Stored data:
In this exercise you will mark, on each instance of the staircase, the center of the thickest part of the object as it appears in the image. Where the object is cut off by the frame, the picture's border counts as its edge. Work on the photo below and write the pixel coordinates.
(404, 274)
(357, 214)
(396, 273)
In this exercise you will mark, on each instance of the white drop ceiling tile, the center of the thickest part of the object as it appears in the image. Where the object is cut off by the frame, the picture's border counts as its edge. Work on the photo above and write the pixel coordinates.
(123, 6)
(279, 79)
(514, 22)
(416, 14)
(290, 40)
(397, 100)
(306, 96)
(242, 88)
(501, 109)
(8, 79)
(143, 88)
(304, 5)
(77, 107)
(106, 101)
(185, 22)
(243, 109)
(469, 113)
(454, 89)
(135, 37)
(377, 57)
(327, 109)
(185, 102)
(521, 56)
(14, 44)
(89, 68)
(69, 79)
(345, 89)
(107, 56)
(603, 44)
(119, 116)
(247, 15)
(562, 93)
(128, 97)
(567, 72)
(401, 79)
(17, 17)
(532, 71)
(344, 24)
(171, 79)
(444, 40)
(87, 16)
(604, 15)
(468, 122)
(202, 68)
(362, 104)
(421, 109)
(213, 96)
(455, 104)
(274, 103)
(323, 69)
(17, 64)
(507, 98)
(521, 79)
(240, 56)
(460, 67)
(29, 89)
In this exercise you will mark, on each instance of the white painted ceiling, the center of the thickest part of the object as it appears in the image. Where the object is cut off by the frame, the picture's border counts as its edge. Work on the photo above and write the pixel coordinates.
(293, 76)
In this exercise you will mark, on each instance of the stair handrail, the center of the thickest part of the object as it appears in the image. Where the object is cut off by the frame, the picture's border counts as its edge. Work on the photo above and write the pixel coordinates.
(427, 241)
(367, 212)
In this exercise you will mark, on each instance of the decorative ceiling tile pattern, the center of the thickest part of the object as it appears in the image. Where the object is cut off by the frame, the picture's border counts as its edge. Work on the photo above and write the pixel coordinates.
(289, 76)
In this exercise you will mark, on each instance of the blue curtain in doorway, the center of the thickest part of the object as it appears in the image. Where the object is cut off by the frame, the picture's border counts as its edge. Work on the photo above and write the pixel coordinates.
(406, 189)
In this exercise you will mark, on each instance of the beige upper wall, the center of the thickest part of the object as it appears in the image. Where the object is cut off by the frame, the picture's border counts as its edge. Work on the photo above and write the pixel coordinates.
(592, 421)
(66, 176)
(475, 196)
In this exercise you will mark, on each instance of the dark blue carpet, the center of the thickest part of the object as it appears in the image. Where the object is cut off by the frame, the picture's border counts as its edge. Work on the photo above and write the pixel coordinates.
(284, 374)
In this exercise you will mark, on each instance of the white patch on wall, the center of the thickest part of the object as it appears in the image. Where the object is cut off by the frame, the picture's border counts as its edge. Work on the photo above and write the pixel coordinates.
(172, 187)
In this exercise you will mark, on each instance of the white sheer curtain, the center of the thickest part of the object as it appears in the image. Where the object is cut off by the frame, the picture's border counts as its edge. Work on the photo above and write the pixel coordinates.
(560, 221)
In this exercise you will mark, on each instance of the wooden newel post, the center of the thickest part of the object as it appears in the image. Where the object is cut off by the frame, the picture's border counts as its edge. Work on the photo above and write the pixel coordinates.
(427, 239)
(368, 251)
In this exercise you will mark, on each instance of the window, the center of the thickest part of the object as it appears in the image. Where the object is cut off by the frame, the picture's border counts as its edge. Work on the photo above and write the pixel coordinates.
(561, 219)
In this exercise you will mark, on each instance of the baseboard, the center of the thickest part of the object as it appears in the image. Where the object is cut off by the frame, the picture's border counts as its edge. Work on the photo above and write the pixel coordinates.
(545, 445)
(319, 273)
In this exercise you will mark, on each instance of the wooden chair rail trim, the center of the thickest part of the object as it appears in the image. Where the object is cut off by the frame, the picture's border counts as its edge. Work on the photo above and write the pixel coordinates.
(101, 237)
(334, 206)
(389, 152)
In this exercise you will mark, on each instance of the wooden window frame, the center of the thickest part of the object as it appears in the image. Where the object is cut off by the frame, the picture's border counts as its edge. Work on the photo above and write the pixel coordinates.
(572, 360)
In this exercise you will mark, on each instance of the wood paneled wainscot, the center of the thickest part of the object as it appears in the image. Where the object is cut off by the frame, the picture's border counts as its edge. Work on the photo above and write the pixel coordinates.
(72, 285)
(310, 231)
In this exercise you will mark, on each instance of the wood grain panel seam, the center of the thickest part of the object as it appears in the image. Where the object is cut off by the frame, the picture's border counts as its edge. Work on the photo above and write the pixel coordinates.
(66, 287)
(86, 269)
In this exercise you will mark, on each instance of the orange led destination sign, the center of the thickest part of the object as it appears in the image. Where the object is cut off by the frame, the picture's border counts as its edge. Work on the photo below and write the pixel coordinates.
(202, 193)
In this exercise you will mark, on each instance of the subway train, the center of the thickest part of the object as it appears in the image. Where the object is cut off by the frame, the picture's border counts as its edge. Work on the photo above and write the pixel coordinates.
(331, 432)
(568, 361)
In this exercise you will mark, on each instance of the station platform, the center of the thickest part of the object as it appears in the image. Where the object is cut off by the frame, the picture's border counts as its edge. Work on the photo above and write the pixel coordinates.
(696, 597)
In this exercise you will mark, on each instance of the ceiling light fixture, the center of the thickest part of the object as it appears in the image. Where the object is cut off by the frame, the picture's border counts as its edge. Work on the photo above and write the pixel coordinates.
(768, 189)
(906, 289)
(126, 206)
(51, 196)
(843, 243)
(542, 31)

Required work: Write out every line from the records above, word for word.

Final answer:
In this exercise you will mark, on each instance of the staircase, the center of the thickest part of the object as it appears in the image. Where the object is cut off by the frame, the picture's border counts as its edge. Work on the photo below and write the pixel coordinates.
(404, 274)
(357, 214)
(396, 273)
In this exercise you will mark, on each instance of the white drop ceiling tile, the center of the thickest part of the object as it appears in the image. Where the object is cut off by the frame, the picture's border counts as its edge. Work on the photo above and write the pixel coordinates.
(123, 6)
(279, 79)
(514, 22)
(416, 14)
(290, 40)
(397, 100)
(306, 96)
(242, 88)
(501, 109)
(8, 79)
(143, 88)
(304, 5)
(77, 107)
(106, 101)
(185, 22)
(243, 109)
(469, 113)
(454, 89)
(135, 37)
(377, 57)
(327, 109)
(185, 102)
(521, 56)
(14, 44)
(89, 68)
(69, 79)
(345, 89)
(107, 56)
(603, 44)
(119, 116)
(247, 15)
(562, 93)
(128, 97)
(567, 72)
(401, 79)
(17, 17)
(532, 71)
(344, 24)
(171, 79)
(444, 40)
(87, 16)
(604, 15)
(468, 122)
(202, 68)
(362, 104)
(421, 109)
(213, 96)
(455, 104)
(274, 103)
(323, 69)
(17, 64)
(507, 98)
(521, 79)
(240, 56)
(460, 67)
(29, 89)
In this exercise you will mark, on each instance of the white painted ceiling, the center of the thickest part of the object as it appears in the image. Where the object is cut off by the frame, the picture's border counts as its edge. Work on the photo above and write the pixel coordinates.
(293, 76)
In this exercise you will mark, on each instance of the stair handrail, the center of the thickest part of the object as it appears in the image. Where the object is cut off by the frame, the picture's border counts as its edge. Work on the photo above and write the pixel coordinates.
(427, 241)
(367, 212)
In this exercise you will mark, on each instance of the decorative ceiling tile pattern, the center of the thickest part of the object as it appears in the image. Where the object is cut off by the frame, the picture's border counts as its edge. Work on the photo above and write the pixel coordinates.
(289, 76)
In this exercise you will mark, on each instance of the blue curtain in doorway, the center of the thickest part of the object as it appears in the image. Where the object is cut off by the frame, the picture's border counts as its edge. Work on the photo above and write the pixel coordinates.
(406, 189)
In this exercise you will mark, on each instance of the beige upper wall, the center of the thickest part of the object as it appears in the image. Where the object is cut off by the frame, the picture's border counts as its edge. Work on the photo above and write the pixel coordinates.
(592, 421)
(66, 176)
(475, 196)
In this exercise you will mark, on each instance of the dark blue carpet, the center of the thickest part of the object as it appears in the image. Where the object is cut off by the frame, the picture's border counts as its edge. Work on the photo above and write the pixel coordinates.
(284, 374)
In this exercise you will mark, on each instance of the white patch on wall, the center of the thickest part of the object as it appears in the image. Where the object is cut off by the frame, the picture's border counts as its edge. Work on the photo above and write the pixel coordinates.
(172, 187)
In this exercise you will mark, on each instance of the white sheer curtain, the center of the thickest part of the object as it appears in the image. Where the object is cut off by the frame, the picture's border counts as its edge. Work on the photo above and write the pixel coordinates.
(560, 221)
In this exercise you will mark, on each instance of the wooden newel post, the center of the thickest part of the object as it appears in the image. Where the object is cut off by the frame, the picture's border counts as its edge. Work on the photo above and write the pixel coordinates.
(427, 239)
(368, 251)
In this exercise you will mark, on each instance of the window, the center of the thickest part of the object as it appears in the image. Where the object is cut off by the frame, the picture's border counts as its edge. Work on the photo above and write the pixel coordinates.
(561, 219)
In this exercise you will mark, on each instance of the baseboard, the center of the thickest part of the object as it appears in the image. Where the object is cut off by the frame, the picture's border counts as its edge. Work on the photo above and write the pixel coordinates.
(545, 445)
(319, 273)
In this exercise you will mark, on each instance of the wooden chair rail trim, the center of the thickest part of the object as it appears in the image. Where the object is cut off by the frame, the picture's border counts as its edge. Work on the photo above and write the pixel coordinates.
(101, 237)
(334, 206)
(389, 152)
In this exercise you will mark, on each instance of the wooden window frame, the center of the thickest part of the object as it appears in the image. Where the object is cut off by the frame, the picture's border counts as its edge. Work on the photo above and write the pixel coordinates.
(572, 360)
In this exercise you will mark, on each instance of the wood paneled wainscot, the center of the thickest part of the object as it appears in the image. Where the object is cut off by the frame, the picture's border counts as its edge. Work on the photo above and write the pixel coordinates.
(72, 285)
(310, 231)
In this exercise you will mark, on each instance of the wood grain panel seam, the center of the thickest part of the object as it appears in the image. Where the object is cut off by the frame, the picture's border counts as its edge. Work on the photo above and write the pixel coordinates.
(66, 287)
(86, 269)
In this exercise you will mark, on each instance of the orange led destination sign, the center of the thickest part of the object as it appears in the image. Where the object is cut off by the frame, the picture's border counts as its edge. Work on the photo below and write the pixel coordinates.
(202, 193)
In this exercise you will mark, on each instance of the subway train, the center of the thickest part of the object as it appears in the image. Where the object is cut off by the frame, the picture's border counts as its edge. Work on the photo above and write the pixel coordinates.
(331, 432)
(568, 361)
In this exercise you will mark, on each instance of the station platform, the center of the thickest part of the object as it appears in the image. Where the object is cut off by the frame, the picture's border counts as its edge. Work on the photo above and write the pixel coordinates.
(696, 597)
In this exercise you will mark, on each instance of the ceiling light fixture, the center of the thickest part of the object as it appears in the image. Where the object is cut off by the frame, the picture's border counts as its edge. Work on the photo above and write the pixel coordinates.
(768, 189)
(906, 289)
(126, 206)
(51, 196)
(843, 243)
(542, 31)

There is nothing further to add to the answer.